» ACTIVITY A
List every person named in the article on the delayed Medicare physician payment cuts below.
» ACTIVITY B
In the article on the delayed Medicare physician payment cuts below, what share of physicians told the AMA in an informal poll that they would be forced to limit the number of Medicare patients they care for?
» ACTIVITY C
Carry on the article on the delayed Medicare physician payment cuts, picking up after its final sentence.

Congress approved, and President Obama signed, legislation Thursday night to delay 21% payment cuts in Medicare reimbursements to physicians through May 31.  The cuts were due to go into effect on April 1, but CMS agreed to delay processing claims for 10 business days to April 15 in anticipation of last night’s action.  This is the second time this year that CMS has held claims and Congress stepped in to temporarily delay the cuts.

Since healthcare reform law has recently passed, it’s unlikely that a permanent fix to the sustainable growth rate (SGR) is near.  Come June 1, a similar temporary fix is most likely to occur, which does not sit well with physicians or the American Medical Association.

J. James Rohack, president of the AMA, said “Congress’ inability to solve this problem once and for all through repeal of the broken payment formula will hurt seniors, military families and the physicians who care for them. It is impossible for physicians to continue to care for all seniors when Medicare payments fall so far below the cost of providing care. In an informal poll, 68 percent of physicians tell AMA they will be forced to limit the number of Medicare patients they can care for. Already, about one in four Medicare patients seeking a new primary care physician are experiencing difficulty finding one.”

Lori Heim, president of the AAFP, offers a practical view on the timing and (lack of) urgency by Congress.  “They are in an election year, and nobody wants to be seen as adding to the deficit. It’s politically easier for them to keep putting off the doctors, rather than allocate $209 billion that it would take to do the permanent fix over 10 years.”  She said the next opportunity for physicians who take Medicare patients to opt-out of the Medicare program is June 1. Many physicians have threatened to stop taking Medicare patients if there is no permanent fix to the SGR.

» EXTRACTED RECORDS
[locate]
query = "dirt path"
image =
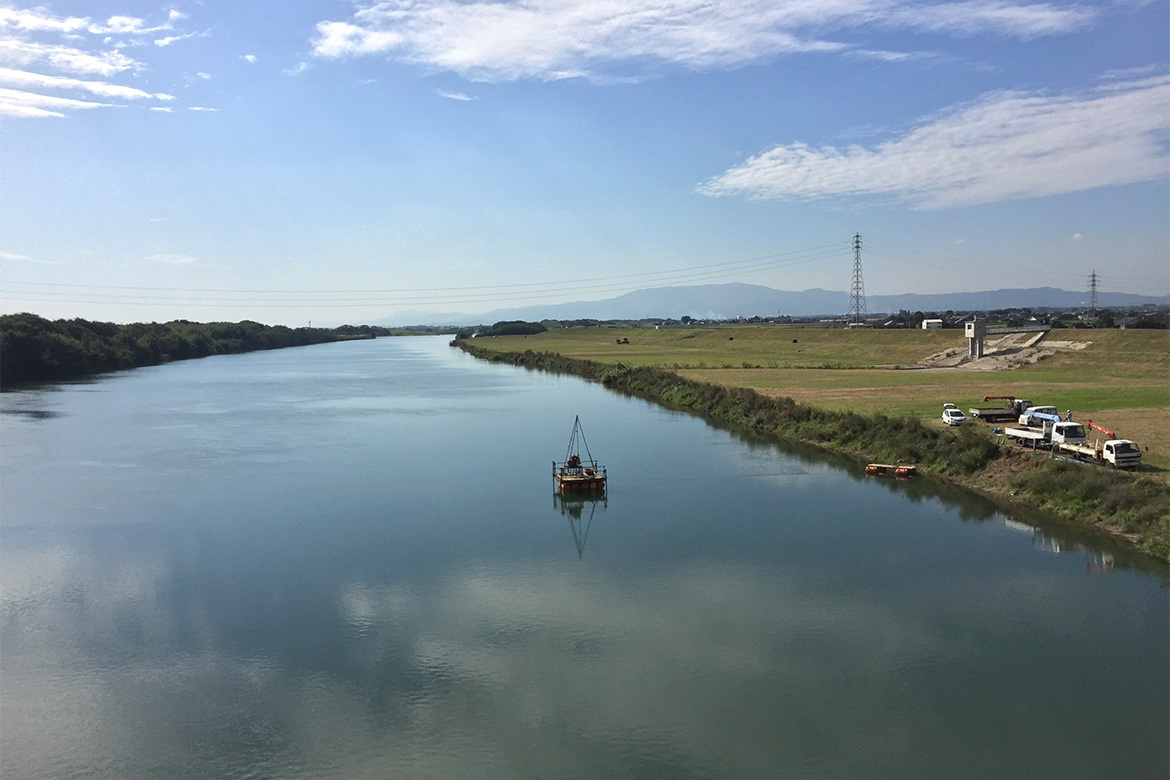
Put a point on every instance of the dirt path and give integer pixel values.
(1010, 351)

* * *

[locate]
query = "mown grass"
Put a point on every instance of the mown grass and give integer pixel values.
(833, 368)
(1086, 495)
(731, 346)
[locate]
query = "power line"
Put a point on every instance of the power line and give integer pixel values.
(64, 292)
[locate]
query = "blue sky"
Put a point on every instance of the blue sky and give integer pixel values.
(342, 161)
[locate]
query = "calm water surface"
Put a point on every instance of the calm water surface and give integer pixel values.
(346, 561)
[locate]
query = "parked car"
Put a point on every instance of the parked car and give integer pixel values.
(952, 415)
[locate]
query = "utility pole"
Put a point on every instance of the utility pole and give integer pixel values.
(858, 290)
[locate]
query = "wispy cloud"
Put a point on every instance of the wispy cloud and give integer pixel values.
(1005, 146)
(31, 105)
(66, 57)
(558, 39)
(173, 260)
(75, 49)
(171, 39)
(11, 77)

* * *

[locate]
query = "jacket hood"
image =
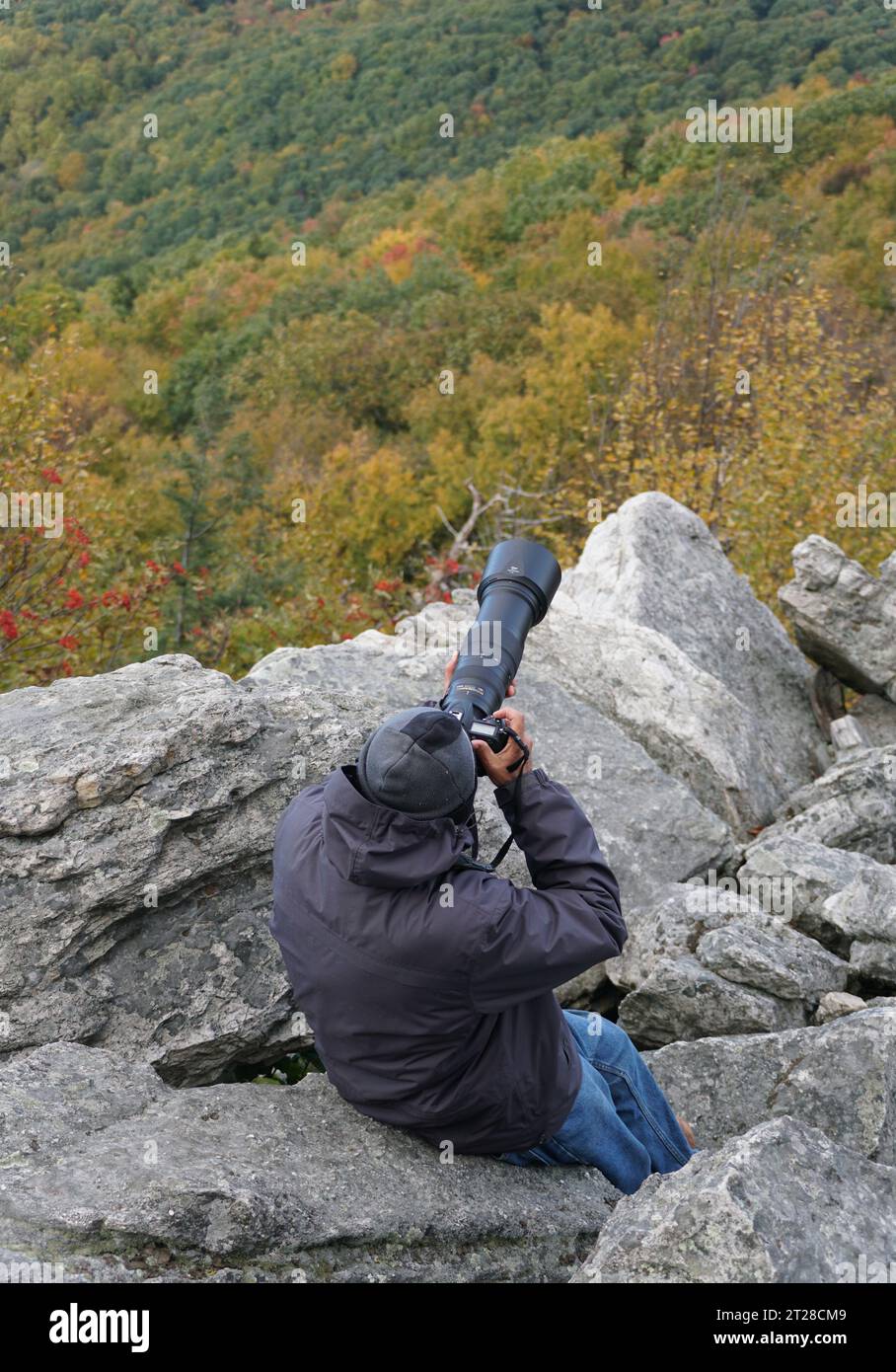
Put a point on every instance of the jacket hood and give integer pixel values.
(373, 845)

» WRITTEN REPLY A
President Obama, J. James Rohack, and Lori Heim.

» WRITTEN REPLY B
68 percent.

» WRITTEN REPLY C
According to the AMA, fixing the Medicare physician payment problem is essential to the stability of Medicare. If Congress fails to repeal the formula, the problem will continue to grow. Seven times in seven years Congress voted not to impose cuts triggered by the flawed payment formula, putting off paying for it until another day.

Dr. Rohack said “Congress’ inability to solve this problem has not only made it impossible for physicians to keep seeing all Medicare patients, it has more than quadrupled the price of a solution for taxpayers. It’s irresponsible to continue short-term fixes just as baby boomers begin aging into Medicare next year. Congress needs to make the better fiscal decision and the better decision for seniors and repeal the formula now instead of putting it off again and increasing the price tag for America’s taxpayers.”